2. Materials and Methods

2.1. Materials

Oil shale semicoke micropowder (Yaojie Coal and Electricity Group Co., Ltd., Gansu, China, XRF composition analysis: SiO₂ 54.85%, Fe₂O₃ 14.12%, Al₂O₃ 21.70%, MgO 1.55%, CaO 2.48%, K₂O 1.45%), milled through 300-mesh screen before using; Acrylic acid (AA, chemically pure) was purchased from Shanghai Wulian Chemical Factory, (Shanghai, China); Ammonium persulfate (APS, analytical grade) was obtained from Xi’an Chemical Reagent Factory, (Xi’an, China) and used after the recrystallization. N,N′-Methylene bisacrylamide (MBA, chemically pure) was supplied from Shanghai Chemical Reagent Factory (Shanghai, China); other chemical reagents were all analytical grade and utilized as obtained without further purification. All the solutions were prepared with distilled water.

2.2. Preparation of the Superabsorbent Composites

Typically, 800 mg of SC (10 wt% to the total amount of AA and SC) was dispersed in 30 mL of distilled water and then transferred to a 250 mL three-necked flask equipped with a stirrer, a reflux pipe and a nitrogen line while constantly stirring to disperse SC uniformly. Subsequently, the dispersion was heated to 75 °C and kept for 30 min under the nitrogenous atmosphere to remove oxygen. Later, 5 mL of aqueous solution containing 365 mg of APS (1.60 mol% of AA) was dropped into the three-necked flask and continuously stirred for 2 min. After that, a mixing solution containing 7.2g of AA (neutralized 60% with 8.0 mol/L NaOH) and 61.7 mg of MBA (0.4 mol% of AA) was dropped into the reaction system. The oil bath was held constantly at 75 °C for 2 h to complete the reaction and the entire process of reaction was implemented under the atmosphere of nitrogen. The resultant products were dried at 90 °C to a constant weight. A series of superabsorbent composites with different content of SC, crosslinker, initiator, and acrylic acid were prepared via the above procedure. All samples were milled and passed through a 40–60 mesh sieve. The yields of simples prepared in various conditions are all listed in Table S1.

● Set task a:
According to the methods section, to what temperature was the SC dispersion heated before oxygen removal?

● The data:
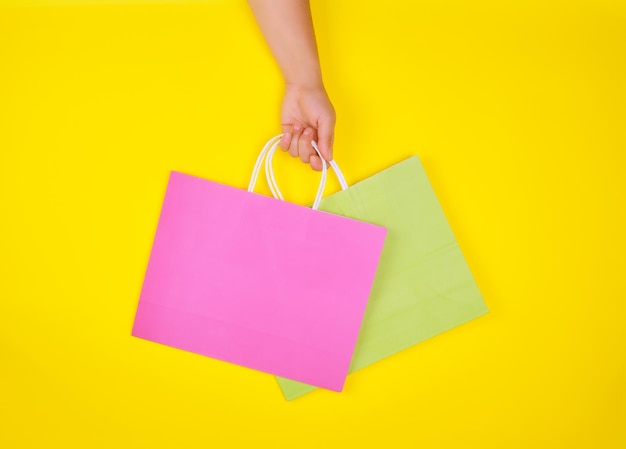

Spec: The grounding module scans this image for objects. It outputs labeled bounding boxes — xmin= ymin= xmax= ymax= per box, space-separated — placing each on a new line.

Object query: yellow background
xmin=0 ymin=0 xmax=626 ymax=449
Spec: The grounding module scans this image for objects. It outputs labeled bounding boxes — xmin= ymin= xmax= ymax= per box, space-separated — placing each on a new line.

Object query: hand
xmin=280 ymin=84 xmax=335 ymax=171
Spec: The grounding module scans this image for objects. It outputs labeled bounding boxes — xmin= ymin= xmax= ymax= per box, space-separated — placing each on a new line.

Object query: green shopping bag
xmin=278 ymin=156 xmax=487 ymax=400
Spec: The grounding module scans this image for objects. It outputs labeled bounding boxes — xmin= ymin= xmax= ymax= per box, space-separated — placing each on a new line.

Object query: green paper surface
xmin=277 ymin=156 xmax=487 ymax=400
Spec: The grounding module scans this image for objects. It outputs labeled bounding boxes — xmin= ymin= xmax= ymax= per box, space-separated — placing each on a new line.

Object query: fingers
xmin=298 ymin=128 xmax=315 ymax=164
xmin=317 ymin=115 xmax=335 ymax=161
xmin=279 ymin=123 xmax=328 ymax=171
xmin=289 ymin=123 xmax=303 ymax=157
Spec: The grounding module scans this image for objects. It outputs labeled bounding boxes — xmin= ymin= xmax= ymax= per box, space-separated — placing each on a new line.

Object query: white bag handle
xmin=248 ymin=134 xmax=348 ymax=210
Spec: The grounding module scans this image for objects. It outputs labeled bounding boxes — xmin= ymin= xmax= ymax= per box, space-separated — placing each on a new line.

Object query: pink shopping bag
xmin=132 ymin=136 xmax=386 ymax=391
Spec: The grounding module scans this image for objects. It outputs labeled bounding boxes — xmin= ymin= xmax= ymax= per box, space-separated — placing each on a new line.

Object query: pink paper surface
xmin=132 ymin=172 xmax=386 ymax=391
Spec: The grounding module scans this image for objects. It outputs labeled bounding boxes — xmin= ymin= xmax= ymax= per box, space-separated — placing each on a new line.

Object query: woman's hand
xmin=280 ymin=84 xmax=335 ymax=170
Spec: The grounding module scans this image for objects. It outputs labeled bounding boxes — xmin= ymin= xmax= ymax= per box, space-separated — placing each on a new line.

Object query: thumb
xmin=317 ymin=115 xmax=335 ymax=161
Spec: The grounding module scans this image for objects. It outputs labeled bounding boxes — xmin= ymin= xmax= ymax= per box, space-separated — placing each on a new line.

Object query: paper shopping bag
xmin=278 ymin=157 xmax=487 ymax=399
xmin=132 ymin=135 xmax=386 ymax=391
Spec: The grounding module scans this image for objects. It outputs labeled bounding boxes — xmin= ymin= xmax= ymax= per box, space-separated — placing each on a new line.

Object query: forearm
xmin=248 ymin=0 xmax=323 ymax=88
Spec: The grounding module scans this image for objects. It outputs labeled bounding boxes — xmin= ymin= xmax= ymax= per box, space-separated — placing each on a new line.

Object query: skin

● Set task b:
Rewrite the records from their beginning through the line containing "xmin=0 ymin=0 xmax=626 ymax=449", with "grounding module" replaced by "detection module" and nothing else altered. Give only those lines, leaving out the pictures.

● Task output a:
75 °C

● Task output b:
Spec: The detection module scans this image for objects. It outputs labeled bounding boxes — xmin= ymin= xmax= ymax= per box, space-separated — placing each on a new line.

Object query: yellow background
xmin=0 ymin=0 xmax=626 ymax=449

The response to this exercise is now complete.